> _Records for this exercise_
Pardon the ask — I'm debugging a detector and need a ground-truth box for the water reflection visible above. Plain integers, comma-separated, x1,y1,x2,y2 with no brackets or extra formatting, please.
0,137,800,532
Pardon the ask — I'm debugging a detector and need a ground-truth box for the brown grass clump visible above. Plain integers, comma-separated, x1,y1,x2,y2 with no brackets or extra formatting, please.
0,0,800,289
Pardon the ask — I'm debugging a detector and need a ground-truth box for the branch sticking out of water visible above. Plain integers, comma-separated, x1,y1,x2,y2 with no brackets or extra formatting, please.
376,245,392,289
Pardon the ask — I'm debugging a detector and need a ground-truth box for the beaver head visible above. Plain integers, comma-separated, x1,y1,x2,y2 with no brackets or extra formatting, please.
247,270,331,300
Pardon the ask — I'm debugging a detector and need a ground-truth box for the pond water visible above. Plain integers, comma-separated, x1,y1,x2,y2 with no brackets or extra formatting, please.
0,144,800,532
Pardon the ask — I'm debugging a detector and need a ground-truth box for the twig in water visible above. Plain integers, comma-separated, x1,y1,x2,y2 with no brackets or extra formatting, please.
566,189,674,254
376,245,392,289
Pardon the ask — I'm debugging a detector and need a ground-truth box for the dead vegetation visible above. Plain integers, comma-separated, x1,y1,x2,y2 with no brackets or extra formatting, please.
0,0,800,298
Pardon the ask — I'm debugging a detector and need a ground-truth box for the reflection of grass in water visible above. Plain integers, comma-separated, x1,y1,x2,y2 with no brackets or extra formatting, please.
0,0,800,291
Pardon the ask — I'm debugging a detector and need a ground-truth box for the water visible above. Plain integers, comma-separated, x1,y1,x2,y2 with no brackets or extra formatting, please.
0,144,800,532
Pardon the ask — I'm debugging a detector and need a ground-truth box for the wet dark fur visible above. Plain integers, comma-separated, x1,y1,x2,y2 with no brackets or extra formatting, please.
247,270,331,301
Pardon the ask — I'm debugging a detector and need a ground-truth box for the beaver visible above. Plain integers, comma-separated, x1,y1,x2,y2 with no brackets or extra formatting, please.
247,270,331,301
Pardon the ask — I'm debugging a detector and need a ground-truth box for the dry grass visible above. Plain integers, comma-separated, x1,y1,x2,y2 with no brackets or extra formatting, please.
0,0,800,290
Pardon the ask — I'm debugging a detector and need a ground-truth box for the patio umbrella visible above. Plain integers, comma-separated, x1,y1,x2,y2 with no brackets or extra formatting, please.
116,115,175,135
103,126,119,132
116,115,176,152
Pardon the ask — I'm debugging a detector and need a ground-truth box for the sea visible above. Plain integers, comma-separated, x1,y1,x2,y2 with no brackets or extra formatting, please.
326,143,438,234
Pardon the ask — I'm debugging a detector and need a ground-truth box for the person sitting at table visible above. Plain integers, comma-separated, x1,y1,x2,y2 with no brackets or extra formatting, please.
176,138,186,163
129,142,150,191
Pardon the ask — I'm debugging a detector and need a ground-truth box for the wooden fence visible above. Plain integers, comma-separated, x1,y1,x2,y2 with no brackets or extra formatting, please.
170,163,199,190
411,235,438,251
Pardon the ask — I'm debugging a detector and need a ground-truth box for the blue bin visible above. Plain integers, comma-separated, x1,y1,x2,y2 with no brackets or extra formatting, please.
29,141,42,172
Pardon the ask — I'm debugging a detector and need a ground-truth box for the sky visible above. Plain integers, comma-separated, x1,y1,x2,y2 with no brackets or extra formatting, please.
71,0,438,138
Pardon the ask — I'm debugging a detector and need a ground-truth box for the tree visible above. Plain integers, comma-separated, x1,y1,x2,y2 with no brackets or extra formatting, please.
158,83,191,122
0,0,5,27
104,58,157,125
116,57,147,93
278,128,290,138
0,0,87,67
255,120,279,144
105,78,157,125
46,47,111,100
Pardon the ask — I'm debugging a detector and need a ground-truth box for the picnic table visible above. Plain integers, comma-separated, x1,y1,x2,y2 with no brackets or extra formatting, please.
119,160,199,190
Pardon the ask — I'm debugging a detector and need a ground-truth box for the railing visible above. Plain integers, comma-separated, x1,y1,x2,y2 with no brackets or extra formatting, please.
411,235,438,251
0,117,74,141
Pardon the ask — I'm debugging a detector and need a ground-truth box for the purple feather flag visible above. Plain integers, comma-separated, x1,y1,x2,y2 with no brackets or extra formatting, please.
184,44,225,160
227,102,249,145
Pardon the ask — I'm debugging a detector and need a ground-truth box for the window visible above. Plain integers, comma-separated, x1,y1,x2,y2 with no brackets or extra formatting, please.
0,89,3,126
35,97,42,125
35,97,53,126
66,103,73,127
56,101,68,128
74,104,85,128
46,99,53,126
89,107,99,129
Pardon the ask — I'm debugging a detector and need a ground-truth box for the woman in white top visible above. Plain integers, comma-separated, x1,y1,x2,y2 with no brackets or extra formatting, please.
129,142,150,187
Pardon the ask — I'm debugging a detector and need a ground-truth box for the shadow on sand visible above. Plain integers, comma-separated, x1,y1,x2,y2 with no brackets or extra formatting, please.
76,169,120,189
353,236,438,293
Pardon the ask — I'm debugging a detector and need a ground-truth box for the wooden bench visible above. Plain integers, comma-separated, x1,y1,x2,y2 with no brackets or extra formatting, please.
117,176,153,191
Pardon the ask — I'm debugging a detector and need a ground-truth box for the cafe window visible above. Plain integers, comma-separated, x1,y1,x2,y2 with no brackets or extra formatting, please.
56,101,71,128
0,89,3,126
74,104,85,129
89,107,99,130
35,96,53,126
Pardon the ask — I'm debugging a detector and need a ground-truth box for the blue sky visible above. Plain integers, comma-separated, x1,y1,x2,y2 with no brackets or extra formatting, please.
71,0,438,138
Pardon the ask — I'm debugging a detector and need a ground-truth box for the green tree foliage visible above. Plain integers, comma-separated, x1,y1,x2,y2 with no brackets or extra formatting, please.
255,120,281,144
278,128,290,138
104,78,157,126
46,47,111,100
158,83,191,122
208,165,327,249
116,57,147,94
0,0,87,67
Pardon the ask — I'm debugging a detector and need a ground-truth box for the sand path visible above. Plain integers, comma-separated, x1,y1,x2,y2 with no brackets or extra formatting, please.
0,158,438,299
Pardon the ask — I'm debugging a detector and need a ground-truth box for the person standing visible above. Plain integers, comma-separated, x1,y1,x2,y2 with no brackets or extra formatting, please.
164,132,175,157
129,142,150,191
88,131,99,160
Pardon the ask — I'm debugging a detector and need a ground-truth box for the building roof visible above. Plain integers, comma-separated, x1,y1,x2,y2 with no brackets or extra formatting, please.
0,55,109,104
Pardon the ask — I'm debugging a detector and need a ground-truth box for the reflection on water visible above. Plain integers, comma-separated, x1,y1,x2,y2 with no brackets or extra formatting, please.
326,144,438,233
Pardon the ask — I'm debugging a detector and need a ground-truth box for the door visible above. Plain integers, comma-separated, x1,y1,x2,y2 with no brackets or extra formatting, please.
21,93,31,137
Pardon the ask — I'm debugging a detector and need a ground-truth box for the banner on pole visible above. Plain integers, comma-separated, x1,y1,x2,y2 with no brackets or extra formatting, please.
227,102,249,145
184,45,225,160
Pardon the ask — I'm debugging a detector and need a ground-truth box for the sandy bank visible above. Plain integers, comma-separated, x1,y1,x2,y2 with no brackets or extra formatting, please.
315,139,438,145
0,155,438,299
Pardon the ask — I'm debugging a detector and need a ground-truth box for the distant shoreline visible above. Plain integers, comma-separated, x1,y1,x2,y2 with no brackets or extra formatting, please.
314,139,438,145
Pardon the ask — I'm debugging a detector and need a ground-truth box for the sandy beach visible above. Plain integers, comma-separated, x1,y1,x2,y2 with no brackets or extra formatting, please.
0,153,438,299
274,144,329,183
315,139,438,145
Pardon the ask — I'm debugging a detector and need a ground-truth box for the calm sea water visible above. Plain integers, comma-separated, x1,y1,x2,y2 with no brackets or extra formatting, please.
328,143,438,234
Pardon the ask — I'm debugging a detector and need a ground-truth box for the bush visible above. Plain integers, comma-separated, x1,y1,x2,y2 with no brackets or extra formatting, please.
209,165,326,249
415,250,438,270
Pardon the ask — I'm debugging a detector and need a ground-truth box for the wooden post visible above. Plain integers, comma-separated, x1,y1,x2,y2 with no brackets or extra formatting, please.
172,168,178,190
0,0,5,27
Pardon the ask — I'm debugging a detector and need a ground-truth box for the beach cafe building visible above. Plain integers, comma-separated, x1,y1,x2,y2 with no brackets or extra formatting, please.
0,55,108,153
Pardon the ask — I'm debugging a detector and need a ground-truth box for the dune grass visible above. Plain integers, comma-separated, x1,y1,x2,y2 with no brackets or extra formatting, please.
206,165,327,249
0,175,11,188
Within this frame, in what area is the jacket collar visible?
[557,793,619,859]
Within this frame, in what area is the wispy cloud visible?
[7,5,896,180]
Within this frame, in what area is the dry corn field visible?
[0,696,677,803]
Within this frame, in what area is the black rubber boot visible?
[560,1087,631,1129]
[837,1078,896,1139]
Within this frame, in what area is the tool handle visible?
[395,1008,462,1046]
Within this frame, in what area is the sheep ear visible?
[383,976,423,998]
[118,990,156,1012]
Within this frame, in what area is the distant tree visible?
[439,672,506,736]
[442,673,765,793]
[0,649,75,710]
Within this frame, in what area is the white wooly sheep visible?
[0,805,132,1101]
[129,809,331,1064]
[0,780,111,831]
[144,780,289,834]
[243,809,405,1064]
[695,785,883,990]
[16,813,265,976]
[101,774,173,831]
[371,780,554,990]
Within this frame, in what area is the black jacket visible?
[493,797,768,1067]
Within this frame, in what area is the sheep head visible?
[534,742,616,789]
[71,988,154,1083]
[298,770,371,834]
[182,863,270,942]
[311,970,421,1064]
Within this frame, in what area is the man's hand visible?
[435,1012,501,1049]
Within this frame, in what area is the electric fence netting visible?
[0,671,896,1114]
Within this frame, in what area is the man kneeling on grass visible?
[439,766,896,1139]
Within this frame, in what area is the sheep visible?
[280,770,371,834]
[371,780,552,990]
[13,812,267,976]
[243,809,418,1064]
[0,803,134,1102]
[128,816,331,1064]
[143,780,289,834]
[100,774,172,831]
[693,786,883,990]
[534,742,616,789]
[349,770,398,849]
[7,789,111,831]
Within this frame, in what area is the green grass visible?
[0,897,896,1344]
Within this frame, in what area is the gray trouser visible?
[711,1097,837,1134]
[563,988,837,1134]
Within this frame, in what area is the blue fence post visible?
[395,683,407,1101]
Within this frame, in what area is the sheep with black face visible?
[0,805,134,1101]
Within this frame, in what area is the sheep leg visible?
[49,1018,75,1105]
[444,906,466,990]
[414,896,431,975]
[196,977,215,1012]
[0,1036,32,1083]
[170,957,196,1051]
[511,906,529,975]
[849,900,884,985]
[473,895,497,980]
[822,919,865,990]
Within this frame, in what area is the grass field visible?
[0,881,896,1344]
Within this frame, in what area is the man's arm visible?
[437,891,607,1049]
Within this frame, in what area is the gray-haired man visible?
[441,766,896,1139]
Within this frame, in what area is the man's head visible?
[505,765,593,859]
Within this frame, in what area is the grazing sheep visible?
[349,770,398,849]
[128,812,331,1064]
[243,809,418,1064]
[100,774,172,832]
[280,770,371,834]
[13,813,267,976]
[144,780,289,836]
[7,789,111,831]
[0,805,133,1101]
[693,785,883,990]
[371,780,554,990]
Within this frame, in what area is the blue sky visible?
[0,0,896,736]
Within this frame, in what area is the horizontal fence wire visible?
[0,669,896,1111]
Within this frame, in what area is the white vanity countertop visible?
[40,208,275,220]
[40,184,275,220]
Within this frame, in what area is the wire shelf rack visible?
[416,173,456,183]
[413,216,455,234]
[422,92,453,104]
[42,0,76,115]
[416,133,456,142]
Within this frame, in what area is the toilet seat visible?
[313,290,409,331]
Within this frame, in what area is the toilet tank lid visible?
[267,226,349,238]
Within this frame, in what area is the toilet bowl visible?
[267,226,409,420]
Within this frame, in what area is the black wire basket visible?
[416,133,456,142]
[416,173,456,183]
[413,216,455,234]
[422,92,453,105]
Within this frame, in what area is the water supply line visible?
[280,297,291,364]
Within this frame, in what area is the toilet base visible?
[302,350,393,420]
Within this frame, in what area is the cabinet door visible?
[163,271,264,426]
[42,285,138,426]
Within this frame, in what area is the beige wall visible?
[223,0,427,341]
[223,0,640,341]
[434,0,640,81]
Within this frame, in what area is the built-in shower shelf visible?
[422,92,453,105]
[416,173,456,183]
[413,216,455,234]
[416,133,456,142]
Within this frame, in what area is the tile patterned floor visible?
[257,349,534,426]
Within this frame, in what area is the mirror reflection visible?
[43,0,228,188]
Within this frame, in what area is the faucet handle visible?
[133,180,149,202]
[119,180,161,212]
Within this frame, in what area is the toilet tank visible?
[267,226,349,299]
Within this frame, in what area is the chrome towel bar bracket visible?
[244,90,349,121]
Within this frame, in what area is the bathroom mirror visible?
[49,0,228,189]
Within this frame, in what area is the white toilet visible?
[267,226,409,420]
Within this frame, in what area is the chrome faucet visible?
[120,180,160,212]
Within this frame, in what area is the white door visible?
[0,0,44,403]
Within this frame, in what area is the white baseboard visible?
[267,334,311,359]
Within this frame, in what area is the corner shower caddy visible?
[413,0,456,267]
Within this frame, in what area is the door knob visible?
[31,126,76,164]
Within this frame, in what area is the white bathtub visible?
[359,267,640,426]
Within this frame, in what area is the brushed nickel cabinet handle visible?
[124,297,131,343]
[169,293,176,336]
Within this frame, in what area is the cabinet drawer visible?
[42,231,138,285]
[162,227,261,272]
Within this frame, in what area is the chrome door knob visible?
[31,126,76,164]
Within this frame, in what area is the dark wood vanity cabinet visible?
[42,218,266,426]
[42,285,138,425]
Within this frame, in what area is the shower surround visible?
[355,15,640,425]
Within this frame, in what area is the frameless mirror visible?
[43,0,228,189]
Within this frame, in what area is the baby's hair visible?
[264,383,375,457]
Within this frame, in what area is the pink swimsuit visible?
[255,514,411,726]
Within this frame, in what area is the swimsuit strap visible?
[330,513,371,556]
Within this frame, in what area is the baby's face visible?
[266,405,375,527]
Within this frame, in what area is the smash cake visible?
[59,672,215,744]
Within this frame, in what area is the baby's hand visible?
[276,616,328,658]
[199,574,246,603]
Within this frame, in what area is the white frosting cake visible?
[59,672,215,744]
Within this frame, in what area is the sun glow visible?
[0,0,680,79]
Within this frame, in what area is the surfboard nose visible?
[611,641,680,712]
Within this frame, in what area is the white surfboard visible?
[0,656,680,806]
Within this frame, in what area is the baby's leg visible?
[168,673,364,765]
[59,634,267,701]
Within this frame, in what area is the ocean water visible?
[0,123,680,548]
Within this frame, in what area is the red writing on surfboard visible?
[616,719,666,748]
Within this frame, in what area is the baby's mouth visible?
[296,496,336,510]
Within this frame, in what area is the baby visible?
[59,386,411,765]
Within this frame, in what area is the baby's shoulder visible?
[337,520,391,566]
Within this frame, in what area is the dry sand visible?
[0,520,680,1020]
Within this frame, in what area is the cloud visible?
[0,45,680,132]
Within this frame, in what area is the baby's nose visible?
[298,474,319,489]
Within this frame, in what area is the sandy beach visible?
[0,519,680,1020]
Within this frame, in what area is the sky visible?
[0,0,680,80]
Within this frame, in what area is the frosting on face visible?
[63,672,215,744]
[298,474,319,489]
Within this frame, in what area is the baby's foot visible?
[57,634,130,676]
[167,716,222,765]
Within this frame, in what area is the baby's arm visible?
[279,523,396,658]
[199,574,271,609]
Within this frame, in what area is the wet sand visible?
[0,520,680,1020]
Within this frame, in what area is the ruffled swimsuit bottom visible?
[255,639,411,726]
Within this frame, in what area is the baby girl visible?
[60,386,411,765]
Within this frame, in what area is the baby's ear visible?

> _Job_
Turn everything from the very start of the records above down to the line with "0,0,800,289" into a numbered list, skipping any blank lines.

> _Exercise result_
1. Pardon the ask — I'm debugging a detector and need a ground-truth box for the water reflection visible above. Plain integers, comma-separated, x1,y1,x2,y2 with no brackets or extra formatting, please.
2. 0,137,800,532
3. Pardon the ask — I'm debugging a detector and need a ground-truth box for the brown grass clump visible above. Plain integers, comma-separated, x1,y1,x2,y2 with no brackets or extra formatting, please.
4. 0,0,800,289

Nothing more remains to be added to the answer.